- WHAT YOU ARE ASKED TO DO -
Repeat the listing below in full, exactly as it stands.

- PROVIDED DATA -
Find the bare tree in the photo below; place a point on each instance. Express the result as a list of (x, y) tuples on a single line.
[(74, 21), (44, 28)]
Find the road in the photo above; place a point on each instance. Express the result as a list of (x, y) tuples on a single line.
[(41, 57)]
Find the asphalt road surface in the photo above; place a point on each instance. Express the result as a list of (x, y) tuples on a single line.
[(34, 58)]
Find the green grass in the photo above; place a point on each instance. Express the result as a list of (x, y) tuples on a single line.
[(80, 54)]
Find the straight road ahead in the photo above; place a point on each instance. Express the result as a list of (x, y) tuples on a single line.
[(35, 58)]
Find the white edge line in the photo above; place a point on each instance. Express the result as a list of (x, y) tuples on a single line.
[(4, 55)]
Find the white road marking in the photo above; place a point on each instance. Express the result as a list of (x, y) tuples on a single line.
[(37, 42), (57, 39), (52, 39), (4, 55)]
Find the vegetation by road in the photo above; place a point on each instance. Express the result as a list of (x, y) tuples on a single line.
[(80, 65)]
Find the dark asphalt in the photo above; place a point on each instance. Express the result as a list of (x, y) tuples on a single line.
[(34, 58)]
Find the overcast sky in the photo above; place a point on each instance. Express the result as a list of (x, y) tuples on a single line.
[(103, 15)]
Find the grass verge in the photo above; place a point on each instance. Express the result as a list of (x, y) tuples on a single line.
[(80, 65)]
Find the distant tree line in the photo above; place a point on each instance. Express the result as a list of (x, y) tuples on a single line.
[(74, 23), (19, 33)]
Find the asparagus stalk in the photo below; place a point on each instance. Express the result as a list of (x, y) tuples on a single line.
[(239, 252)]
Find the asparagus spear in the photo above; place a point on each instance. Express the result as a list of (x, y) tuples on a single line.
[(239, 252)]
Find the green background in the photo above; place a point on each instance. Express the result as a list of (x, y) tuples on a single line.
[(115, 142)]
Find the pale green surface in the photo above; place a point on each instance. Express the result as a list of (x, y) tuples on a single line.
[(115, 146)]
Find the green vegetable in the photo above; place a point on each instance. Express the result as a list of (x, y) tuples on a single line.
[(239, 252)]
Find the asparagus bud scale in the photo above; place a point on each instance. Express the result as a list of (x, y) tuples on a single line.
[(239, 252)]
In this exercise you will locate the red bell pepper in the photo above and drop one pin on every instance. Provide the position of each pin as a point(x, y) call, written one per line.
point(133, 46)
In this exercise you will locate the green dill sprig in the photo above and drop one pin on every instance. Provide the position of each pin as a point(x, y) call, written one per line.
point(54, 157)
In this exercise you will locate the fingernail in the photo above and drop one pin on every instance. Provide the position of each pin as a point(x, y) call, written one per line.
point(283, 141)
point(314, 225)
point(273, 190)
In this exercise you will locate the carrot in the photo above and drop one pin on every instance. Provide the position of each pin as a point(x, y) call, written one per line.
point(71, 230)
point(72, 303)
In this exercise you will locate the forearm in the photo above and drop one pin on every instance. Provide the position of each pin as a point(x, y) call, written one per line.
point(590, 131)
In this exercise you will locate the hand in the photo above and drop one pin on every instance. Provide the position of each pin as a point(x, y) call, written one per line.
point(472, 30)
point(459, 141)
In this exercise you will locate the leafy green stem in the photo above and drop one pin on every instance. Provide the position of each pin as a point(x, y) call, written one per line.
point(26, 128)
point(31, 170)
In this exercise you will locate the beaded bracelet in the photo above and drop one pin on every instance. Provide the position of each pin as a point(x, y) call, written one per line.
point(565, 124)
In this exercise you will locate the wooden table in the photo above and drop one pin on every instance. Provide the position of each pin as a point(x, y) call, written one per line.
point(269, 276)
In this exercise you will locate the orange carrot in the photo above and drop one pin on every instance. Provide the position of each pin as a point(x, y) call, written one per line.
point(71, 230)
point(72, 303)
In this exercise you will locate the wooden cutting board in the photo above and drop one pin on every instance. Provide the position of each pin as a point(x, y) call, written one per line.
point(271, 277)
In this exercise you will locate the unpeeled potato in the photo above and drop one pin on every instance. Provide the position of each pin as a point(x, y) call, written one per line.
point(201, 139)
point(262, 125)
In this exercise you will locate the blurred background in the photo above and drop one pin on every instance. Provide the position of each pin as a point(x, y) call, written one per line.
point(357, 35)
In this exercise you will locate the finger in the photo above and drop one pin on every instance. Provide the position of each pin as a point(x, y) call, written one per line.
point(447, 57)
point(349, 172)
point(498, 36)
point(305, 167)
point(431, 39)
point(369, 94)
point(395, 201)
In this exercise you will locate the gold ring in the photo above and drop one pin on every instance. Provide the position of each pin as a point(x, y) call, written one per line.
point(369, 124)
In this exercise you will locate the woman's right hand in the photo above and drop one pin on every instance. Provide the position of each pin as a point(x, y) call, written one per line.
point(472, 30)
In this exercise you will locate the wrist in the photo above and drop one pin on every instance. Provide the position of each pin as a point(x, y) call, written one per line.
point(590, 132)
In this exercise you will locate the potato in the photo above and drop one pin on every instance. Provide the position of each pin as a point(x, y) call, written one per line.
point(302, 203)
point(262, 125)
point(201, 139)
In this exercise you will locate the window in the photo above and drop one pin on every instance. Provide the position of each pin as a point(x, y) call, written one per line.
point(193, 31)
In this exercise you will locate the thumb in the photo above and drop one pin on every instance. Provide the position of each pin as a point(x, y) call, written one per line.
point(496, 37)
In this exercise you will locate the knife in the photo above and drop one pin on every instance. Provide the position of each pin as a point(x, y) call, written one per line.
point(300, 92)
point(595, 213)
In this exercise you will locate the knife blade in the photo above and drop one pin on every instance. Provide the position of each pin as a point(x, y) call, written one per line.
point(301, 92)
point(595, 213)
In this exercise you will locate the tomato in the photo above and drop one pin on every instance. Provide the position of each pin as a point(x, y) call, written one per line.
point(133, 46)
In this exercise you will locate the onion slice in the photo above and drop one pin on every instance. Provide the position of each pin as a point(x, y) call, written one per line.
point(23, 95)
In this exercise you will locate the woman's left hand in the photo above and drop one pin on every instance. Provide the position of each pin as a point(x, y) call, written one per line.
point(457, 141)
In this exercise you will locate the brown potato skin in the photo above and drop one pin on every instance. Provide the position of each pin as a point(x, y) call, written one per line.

- FINAL ANSWER -
Find the bare tree in the photo below; place a point on each instance. Express the result as a list of (x, y) tuples on a single line.
[(74, 21), (44, 28)]
Find the road in the photo above; place a point on each instance. Express the result as a list of (x, y) tuples on a single line.
[(41, 57)]
Find the asphalt road surface in the photo above; place a point on each instance. Express the result as a list of (x, y) tuples on a single line.
[(34, 58)]
Find the green grass in the photo above; place a point on each instance. Express the result as a list of (x, y) tuples on a single line.
[(80, 54)]
Find the straight road ahead in the photo above; place a point on each instance. Express the result as a list of (x, y) tuples on a single line.
[(35, 58)]
Find the white edge line in the photo above; place a point on each instance. Express the result as a list of (x, y) tuples on a single line.
[(4, 55)]
Find the white road marking in the photo above; place a point on each instance. Express the result as a list of (x, y) tuples on a single line.
[(37, 42), (57, 39), (52, 39), (4, 55)]
Find the vegetation by road in the photo above; place a point on each instance. Express the result as a list of (x, y) tuples on a single line.
[(80, 65)]
Find the dark asphalt in the photo above; place a point on each instance. Express the result as a list of (x, y) tuples on a single line.
[(34, 58)]
Find the overcast sky in the photo above; place a point on each instance. Express the result as a list of (x, y) tuples on a single line.
[(103, 15)]
Find the grass verge in the photo above; place a point on each instance. Express the result as a list of (x, y) tuples on a single line.
[(80, 65)]
Find the distant tree line in the photo above; place a point on each instance. Express the result as a list of (x, y) tuples on a single line.
[(74, 23), (19, 33)]
Find the asparagus stalk in the photo below; place a point on each instance. Express the result as a list of (x, y) tuples on a single line.
[(239, 252)]
Find the asparagus spear in the photo above; place a point on each instance. Express the result as a list of (x, y) tuples on a single line.
[(239, 252)]
Find the green background in the photo above; place a point on each instance. Express the result as a list of (x, y) tuples on a single line.
[(115, 142)]
Find the pale green surface in the photo above; place a point on each instance. Express the result as a list of (x, y) tuples on a single line.
[(115, 146)]
Find the green vegetable in the photo above; place a point on each instance. Express the result as a list of (x, y) tuples on a single line.
[(239, 252)]
Find the asparagus bud scale in the photo above; place a point on each instance. Express the result as a list of (x, y) tuples on a single line.
[(239, 252)]
In this exercise you will locate the red bell pepper in the photo above and drop one pin on every instance. Provide the position of each pin as a point(x, y) call, written one per line.
point(133, 46)
In this exercise you will locate the green dill sprig in the photo above and drop one pin on every instance. Provide the position of each pin as a point(x, y) call, written one per line.
point(54, 157)
In this exercise you will locate the fingernail in the photo above and drop one pin on every instance. Provide the position of each pin as a point(x, y) call, written one per line.
point(283, 141)
point(314, 225)
point(273, 190)
In this exercise you will locate the carrot in the photo above and drop one pin on every instance. Provide the position of each pin as a point(x, y) call, written one per line.
point(71, 230)
point(72, 303)
In this exercise you will locate the forearm in the photo above and drop one pin on every instance. Provide the position of each pin as a point(x, y) call, written one per line.
point(590, 131)
In this exercise you will locate the hand in the photo above and drop one pin on every instance. Provide the position of each pin as a point(x, y) call, written one per line.
point(472, 30)
point(459, 141)
In this exercise you will locate the leafy green stem in the photo above and drop one pin on every instance. Provide the position of each pin as a point(x, y) call, written one per line.
point(26, 128)
point(31, 170)
In this exercise you will locate the beaded bracelet in the photo above and drop one pin on every instance. Provide the position of each pin as a point(x, y) call, written one per line.
point(565, 124)
In this exercise you will locate the wooden table in the photo above and drop one pin on every instance. Provide the position of each pin as a point(x, y) call, written one per line.
point(269, 276)
In this exercise you will locate the orange carrot in the photo above and drop one pin on every instance. Provide the position of each pin as a point(x, y) call, written one per line.
point(71, 230)
point(72, 303)
In this exercise you will locate the wooden cutting board in the photo above and drop one pin on every instance. Provide the position of each pin as a point(x, y) call, written one per line.
point(271, 277)
In this exercise you will locate the unpeeled potato in the photo above and drop one pin on every instance. Provide the position of each pin as a point(x, y) call, written one per line.
point(201, 139)
point(262, 125)
In this exercise you will locate the blurred background in the photo above and drop one pin on every instance. Provide the position of each pin as a point(x, y) call, written one per line.
point(357, 35)
In this exercise you will locate the finger in the photo above and drop one pin on every instance. Provide the position of each pin as a point(x, y) call, written one per line.
point(447, 57)
point(349, 172)
point(498, 36)
point(305, 167)
point(431, 39)
point(369, 94)
point(395, 201)
In this exercise you will locate the gold ring in the photo above and drop one pin on every instance. Provide the position of each pin as a point(x, y) call, written one per line.
point(369, 124)
In this exercise you will locate the woman's right hand in the photo above and drop one pin on every instance. Provide the position of each pin as a point(x, y) call, written one per line.
point(472, 30)
In this exercise you will locate the wrist in the photo above and drop one pin on every instance. Provide the position of each pin as a point(x, y) call, written one per line.
point(590, 132)
In this exercise you will locate the potato in the photo above and drop one pin on every instance. Provide the position of each pin as a point(x, y) call, written one per line.
point(302, 203)
point(262, 125)
point(201, 139)
In this exercise you will locate the window in the photo above and drop one pin on every instance. Provide the position of each pin as a point(x, y) call, written one per line.
point(193, 31)
In this exercise you will locate the thumb in the photo above and drop one pin on every instance. Provide the position of each pin as a point(x, y) call, written one per line.
point(496, 37)
In this exercise you will locate the knife in the photo above and drop one pin on every instance. Provide the position of each pin as a point(x, y) call, written one per line.
point(300, 92)
point(595, 213)
In this exercise you will locate the knife blade in the photo above and drop one pin on every instance. Provide the position of each pin as a point(x, y) call, written one per line.
point(301, 92)
point(595, 213)
In this exercise you will locate the tomato in the photo above and drop one pin on every instance. Provide the position of each pin as a point(x, y) call, written one per line.
point(133, 46)
In this exercise you will locate the onion slice in the photo above and drop one pin on every instance. Provide the position of each pin as a point(x, y) call, written one per line.
point(23, 95)
In this exercise you will locate the woman's left hand in the photo above and drop one pin on every instance. Provide the position of each pin as a point(x, y) call, written one per line.
point(457, 141)
In this exercise you will locate the brown potato skin in the photo above and drop one pin on every instance. Provide the position of each pin as a point(x, y) call, written one per line.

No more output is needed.